## SUPPLIED INFORMATION

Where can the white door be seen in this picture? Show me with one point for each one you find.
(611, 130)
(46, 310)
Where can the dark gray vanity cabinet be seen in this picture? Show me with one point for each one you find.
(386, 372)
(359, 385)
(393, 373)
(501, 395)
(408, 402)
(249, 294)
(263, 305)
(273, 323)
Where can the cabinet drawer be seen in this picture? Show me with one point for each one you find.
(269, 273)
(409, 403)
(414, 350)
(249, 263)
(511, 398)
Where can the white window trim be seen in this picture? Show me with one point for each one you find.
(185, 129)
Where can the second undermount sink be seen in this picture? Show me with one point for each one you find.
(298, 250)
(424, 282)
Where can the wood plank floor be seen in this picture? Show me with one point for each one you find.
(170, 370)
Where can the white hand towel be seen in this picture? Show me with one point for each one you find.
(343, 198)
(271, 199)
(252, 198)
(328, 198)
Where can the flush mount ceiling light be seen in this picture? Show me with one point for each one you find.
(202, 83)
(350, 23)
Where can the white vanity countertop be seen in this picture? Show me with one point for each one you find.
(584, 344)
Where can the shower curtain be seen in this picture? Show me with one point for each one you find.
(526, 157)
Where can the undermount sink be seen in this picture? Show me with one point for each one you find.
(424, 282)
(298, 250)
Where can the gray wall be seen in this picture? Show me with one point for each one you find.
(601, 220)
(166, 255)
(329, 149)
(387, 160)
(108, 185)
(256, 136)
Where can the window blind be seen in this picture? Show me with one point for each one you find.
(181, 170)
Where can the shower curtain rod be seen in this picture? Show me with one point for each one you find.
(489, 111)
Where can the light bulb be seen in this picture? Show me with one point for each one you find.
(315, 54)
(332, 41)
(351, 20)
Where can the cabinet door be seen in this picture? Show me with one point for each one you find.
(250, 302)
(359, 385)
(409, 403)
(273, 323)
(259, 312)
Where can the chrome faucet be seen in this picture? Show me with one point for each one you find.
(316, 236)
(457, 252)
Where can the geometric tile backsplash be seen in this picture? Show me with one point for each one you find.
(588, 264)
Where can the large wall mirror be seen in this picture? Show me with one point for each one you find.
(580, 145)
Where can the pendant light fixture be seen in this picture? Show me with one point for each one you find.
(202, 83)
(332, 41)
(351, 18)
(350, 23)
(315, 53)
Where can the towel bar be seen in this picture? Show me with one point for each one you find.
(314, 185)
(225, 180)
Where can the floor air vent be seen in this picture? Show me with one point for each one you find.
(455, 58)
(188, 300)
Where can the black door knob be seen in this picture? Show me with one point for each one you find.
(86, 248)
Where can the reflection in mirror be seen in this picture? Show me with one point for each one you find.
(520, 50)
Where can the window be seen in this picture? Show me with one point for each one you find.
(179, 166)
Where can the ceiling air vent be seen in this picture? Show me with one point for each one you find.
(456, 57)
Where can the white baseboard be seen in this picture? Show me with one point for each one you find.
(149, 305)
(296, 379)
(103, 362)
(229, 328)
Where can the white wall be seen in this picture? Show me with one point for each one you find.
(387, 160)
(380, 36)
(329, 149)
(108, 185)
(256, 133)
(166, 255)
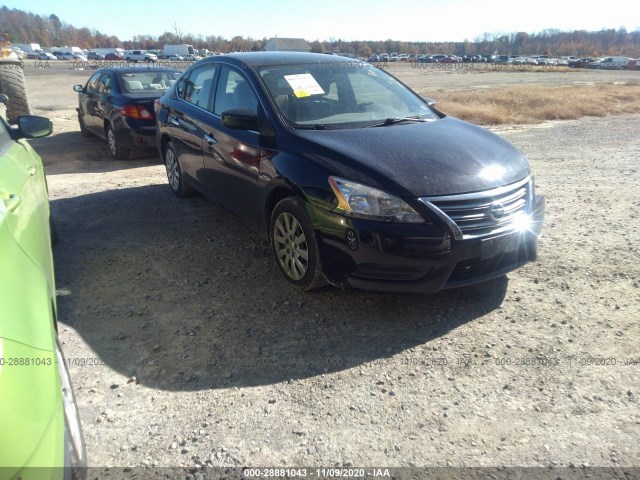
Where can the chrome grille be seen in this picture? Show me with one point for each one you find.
(482, 213)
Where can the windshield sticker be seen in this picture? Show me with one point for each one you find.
(304, 85)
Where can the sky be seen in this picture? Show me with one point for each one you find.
(426, 20)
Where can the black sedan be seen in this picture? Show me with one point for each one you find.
(117, 104)
(355, 179)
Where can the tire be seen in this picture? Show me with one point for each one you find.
(12, 84)
(117, 151)
(83, 129)
(294, 245)
(75, 448)
(174, 173)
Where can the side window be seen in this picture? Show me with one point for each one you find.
(104, 84)
(198, 88)
(92, 84)
(234, 91)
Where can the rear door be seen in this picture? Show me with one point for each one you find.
(187, 121)
(232, 157)
(89, 102)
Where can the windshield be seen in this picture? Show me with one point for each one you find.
(340, 95)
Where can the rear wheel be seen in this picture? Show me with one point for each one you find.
(12, 84)
(294, 245)
(117, 151)
(174, 173)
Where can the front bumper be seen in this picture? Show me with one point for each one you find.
(421, 258)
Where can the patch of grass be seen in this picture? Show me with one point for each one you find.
(522, 104)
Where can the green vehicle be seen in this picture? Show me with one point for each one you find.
(40, 430)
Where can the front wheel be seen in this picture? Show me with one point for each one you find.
(174, 173)
(117, 151)
(12, 84)
(294, 245)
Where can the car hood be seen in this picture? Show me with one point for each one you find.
(446, 156)
(31, 411)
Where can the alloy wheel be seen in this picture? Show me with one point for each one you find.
(291, 246)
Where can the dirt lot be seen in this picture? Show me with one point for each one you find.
(188, 349)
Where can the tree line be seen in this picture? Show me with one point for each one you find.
(51, 31)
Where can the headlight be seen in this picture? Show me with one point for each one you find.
(361, 201)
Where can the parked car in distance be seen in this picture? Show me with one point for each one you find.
(611, 63)
(45, 56)
(113, 56)
(450, 59)
(141, 56)
(581, 62)
(95, 56)
(354, 178)
(41, 429)
(117, 104)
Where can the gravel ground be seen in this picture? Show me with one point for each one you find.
(188, 349)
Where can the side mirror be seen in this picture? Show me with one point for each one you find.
(430, 101)
(31, 126)
(240, 119)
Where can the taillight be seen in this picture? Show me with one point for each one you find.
(136, 111)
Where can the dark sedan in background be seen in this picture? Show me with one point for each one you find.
(355, 179)
(117, 104)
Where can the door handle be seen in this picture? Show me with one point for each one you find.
(12, 202)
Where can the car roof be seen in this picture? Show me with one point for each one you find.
(263, 59)
(138, 69)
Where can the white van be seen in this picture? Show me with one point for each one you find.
(611, 63)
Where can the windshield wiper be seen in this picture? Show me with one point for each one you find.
(394, 120)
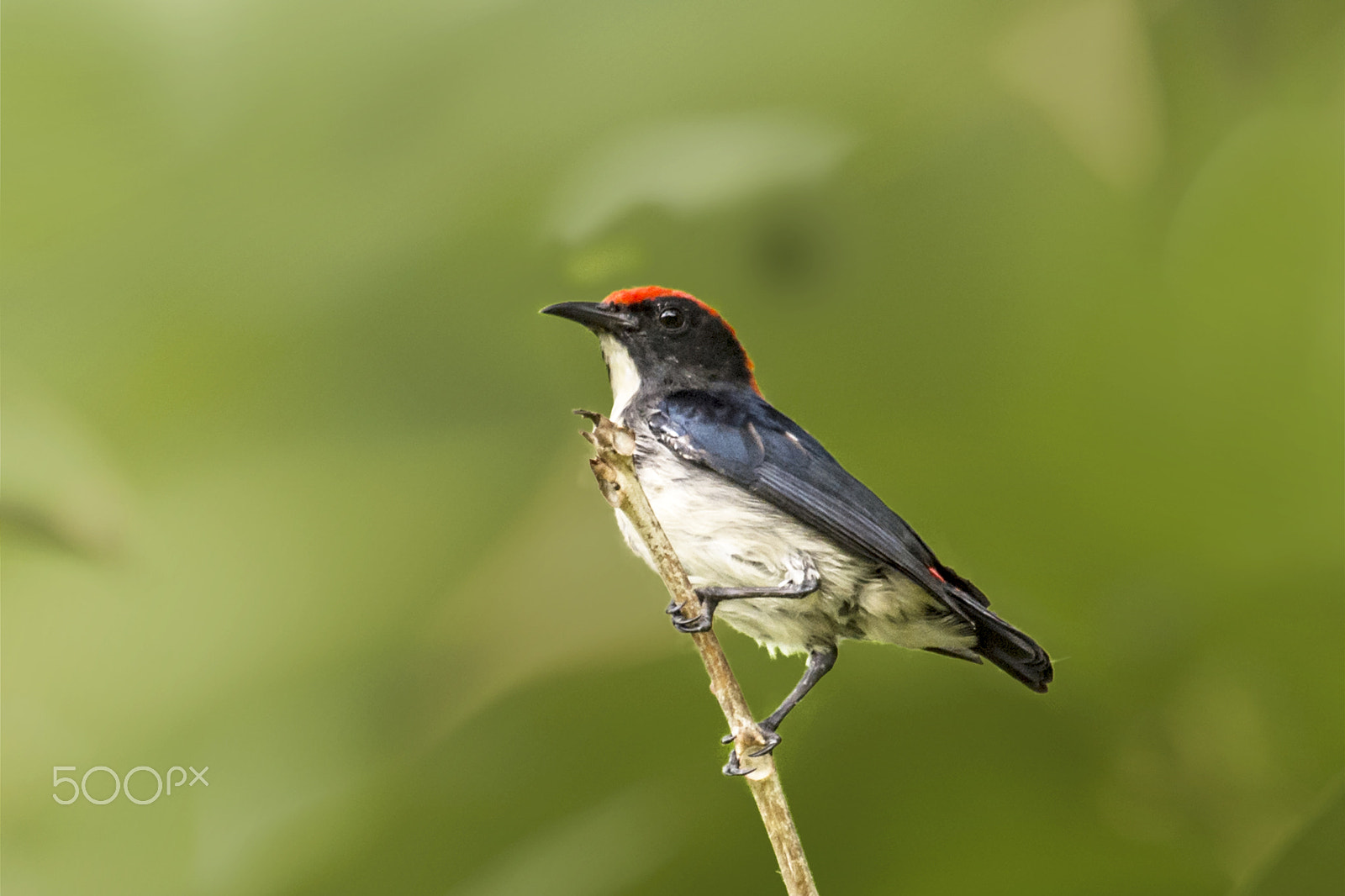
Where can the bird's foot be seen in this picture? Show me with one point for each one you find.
(690, 626)
(697, 623)
(733, 767)
(770, 735)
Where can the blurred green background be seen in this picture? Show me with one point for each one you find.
(291, 486)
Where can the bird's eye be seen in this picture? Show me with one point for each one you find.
(672, 318)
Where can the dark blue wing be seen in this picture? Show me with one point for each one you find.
(746, 440)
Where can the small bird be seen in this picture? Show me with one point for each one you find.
(777, 537)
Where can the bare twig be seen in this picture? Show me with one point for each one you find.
(615, 472)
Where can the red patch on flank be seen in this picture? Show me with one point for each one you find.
(636, 295)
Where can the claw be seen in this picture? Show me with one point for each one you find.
(692, 626)
(733, 768)
(773, 741)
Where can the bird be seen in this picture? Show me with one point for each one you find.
(778, 540)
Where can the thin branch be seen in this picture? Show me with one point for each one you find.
(615, 472)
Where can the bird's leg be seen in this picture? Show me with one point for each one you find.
(820, 663)
(807, 582)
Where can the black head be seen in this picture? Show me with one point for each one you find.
(672, 340)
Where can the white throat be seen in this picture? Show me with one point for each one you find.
(620, 370)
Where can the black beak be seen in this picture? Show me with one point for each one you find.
(593, 315)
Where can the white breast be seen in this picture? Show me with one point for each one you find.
(620, 370)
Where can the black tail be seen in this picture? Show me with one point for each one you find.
(1012, 650)
(997, 640)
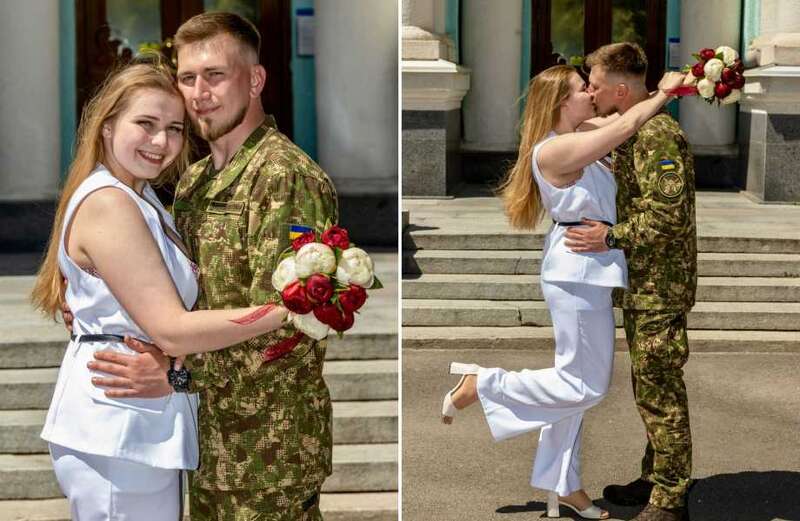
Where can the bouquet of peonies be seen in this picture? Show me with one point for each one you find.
(323, 280)
(717, 76)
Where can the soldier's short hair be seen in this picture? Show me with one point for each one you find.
(208, 25)
(622, 58)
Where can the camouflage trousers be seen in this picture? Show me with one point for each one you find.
(250, 505)
(659, 349)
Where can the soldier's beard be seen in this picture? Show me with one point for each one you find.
(212, 132)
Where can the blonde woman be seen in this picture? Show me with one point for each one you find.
(127, 274)
(558, 172)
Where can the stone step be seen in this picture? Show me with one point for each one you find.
(356, 468)
(522, 287)
(346, 506)
(34, 347)
(528, 262)
(353, 422)
(540, 338)
(475, 240)
(753, 316)
(347, 380)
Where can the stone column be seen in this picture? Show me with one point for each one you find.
(29, 119)
(433, 87)
(492, 49)
(30, 162)
(770, 109)
(357, 99)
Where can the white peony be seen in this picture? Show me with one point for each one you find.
(728, 54)
(284, 274)
(314, 257)
(706, 87)
(733, 97)
(713, 69)
(355, 266)
(309, 325)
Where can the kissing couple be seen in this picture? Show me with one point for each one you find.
(629, 226)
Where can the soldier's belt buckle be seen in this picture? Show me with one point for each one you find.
(225, 207)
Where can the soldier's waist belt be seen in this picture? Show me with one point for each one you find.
(98, 338)
(578, 223)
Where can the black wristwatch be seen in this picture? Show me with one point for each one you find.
(180, 379)
(611, 241)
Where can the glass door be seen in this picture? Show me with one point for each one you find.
(111, 32)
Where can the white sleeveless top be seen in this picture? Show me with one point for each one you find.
(592, 196)
(160, 432)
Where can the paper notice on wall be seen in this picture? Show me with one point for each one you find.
(675, 53)
(305, 32)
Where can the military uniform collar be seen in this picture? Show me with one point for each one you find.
(240, 159)
(237, 164)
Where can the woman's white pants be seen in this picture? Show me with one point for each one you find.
(102, 489)
(554, 399)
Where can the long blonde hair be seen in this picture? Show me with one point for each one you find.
(112, 99)
(518, 190)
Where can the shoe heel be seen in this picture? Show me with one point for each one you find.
(459, 368)
(448, 409)
(552, 505)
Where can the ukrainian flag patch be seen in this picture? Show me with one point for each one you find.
(296, 230)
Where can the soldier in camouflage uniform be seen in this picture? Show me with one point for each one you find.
(264, 427)
(657, 230)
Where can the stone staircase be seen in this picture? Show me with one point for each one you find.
(471, 283)
(361, 372)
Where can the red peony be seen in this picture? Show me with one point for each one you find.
(721, 90)
(330, 315)
(319, 288)
(728, 76)
(707, 54)
(738, 81)
(295, 298)
(352, 299)
(336, 237)
(303, 240)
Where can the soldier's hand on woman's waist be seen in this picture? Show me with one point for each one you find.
(143, 375)
(589, 238)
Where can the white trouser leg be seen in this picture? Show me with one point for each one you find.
(103, 489)
(516, 402)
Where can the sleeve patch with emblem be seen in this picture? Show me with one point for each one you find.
(670, 184)
(296, 230)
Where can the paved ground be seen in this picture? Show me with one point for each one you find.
(745, 414)
(719, 214)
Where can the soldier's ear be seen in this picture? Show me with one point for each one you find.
(258, 78)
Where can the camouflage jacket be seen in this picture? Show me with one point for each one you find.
(656, 226)
(262, 426)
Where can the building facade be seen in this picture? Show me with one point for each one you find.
(341, 111)
(466, 65)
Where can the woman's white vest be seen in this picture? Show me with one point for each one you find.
(592, 196)
(161, 432)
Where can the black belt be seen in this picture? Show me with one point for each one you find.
(579, 223)
(98, 338)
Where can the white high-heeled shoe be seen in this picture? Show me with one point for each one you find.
(592, 512)
(448, 407)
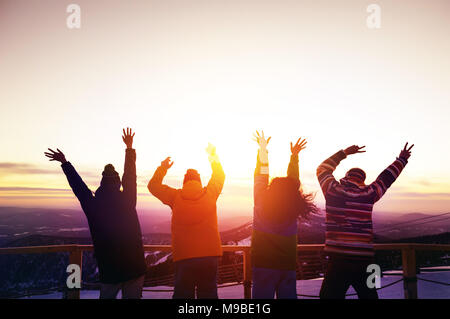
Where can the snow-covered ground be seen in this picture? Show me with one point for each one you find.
(426, 290)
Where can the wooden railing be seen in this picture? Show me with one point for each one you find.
(408, 259)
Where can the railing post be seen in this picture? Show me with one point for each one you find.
(409, 273)
(75, 257)
(247, 274)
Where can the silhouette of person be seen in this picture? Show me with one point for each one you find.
(349, 232)
(113, 223)
(196, 240)
(277, 208)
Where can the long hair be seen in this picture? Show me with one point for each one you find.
(284, 200)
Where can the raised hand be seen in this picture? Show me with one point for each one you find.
(167, 163)
(354, 149)
(406, 152)
(56, 156)
(261, 140)
(212, 155)
(299, 146)
(128, 137)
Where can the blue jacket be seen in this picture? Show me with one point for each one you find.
(113, 223)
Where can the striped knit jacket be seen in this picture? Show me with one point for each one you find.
(274, 246)
(349, 207)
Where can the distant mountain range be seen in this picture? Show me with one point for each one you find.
(37, 227)
(18, 222)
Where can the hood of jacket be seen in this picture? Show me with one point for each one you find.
(192, 190)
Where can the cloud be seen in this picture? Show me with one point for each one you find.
(7, 168)
(422, 195)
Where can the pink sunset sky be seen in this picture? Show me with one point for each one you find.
(185, 73)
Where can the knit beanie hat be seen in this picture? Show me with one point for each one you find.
(110, 176)
(357, 175)
(191, 175)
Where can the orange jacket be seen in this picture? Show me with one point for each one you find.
(194, 214)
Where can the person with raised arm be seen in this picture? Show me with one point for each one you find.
(349, 231)
(277, 208)
(196, 244)
(113, 223)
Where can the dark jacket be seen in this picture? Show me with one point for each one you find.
(273, 246)
(113, 222)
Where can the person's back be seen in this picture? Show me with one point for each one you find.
(196, 241)
(277, 207)
(113, 224)
(349, 230)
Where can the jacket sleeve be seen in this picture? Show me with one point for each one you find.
(217, 179)
(129, 176)
(261, 181)
(388, 177)
(326, 169)
(79, 188)
(293, 171)
(164, 193)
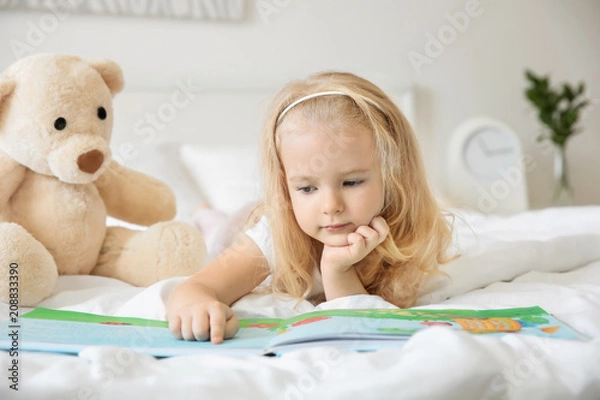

## REQUIRED WORK
Please return exactly the lines from the one containing "Where can the pink" through the end of the material above, both ends included, but not the pictures.

## TASK OUTPUT
Where can the pink sunset sky be seen in this picture? Show me with one point for each one you find.
(185, 73)
Where can the knit beanie hat be seen in this picture? Show me with one point for each one you find.
(110, 176)
(357, 175)
(191, 175)
Where can the orange jacket be seen in this picture? Show me with one point for each one you find.
(194, 214)
Where can the person with raised arm be seen in this picture? Show me with one point for each one you find.
(349, 231)
(277, 208)
(196, 244)
(113, 223)
Where can the dark jacket be seen in this picture? Show me with one point for each one you find.
(273, 246)
(113, 222)
Where can the person's back be seen in this picture? Show me with one point for each one you find.
(196, 241)
(277, 207)
(113, 224)
(349, 230)
Where can the jacket sleeve be seen in this picture? Show me with one point for each one you find.
(217, 179)
(129, 176)
(261, 181)
(388, 177)
(326, 169)
(79, 188)
(293, 171)
(164, 193)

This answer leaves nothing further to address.